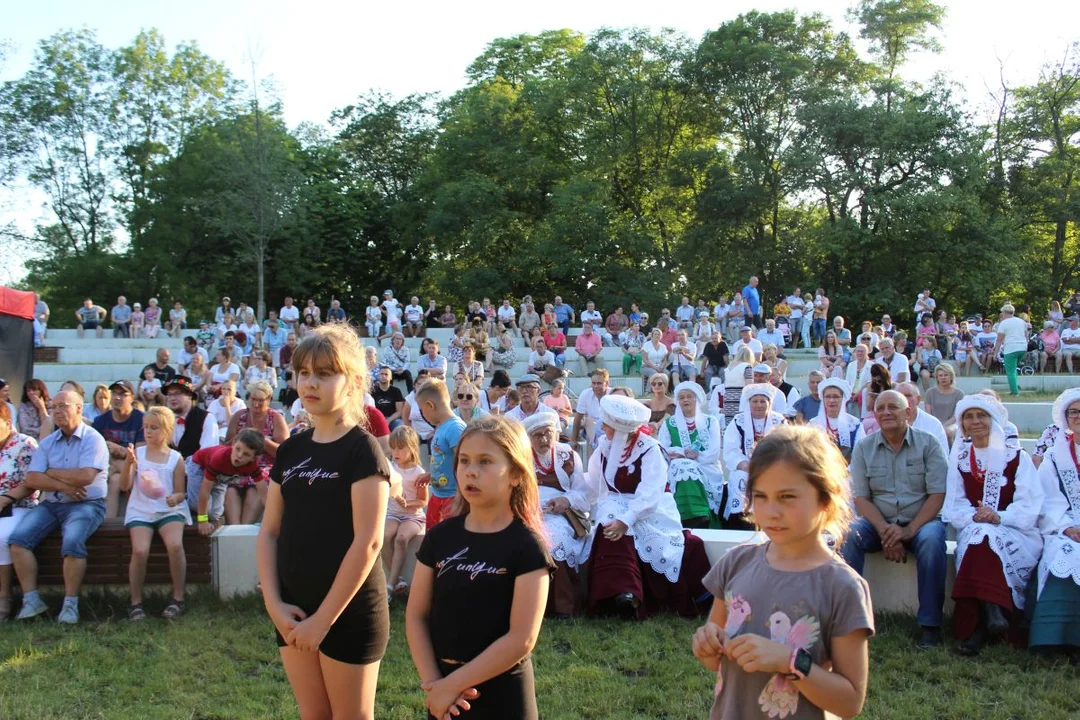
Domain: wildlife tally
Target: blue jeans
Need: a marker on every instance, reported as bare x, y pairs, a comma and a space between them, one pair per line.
76, 520
929, 548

**EXERCISE**. Quote all of the lines above word for word, leaving out the picture.

**ANSWER TO THE PROBLEM**.
Domain: wildlife tally
Target: blue jeans
Need: a marker on every instance, reported as bare x, y pairs, a comma and a space between them, one pair per line.
76, 520
929, 548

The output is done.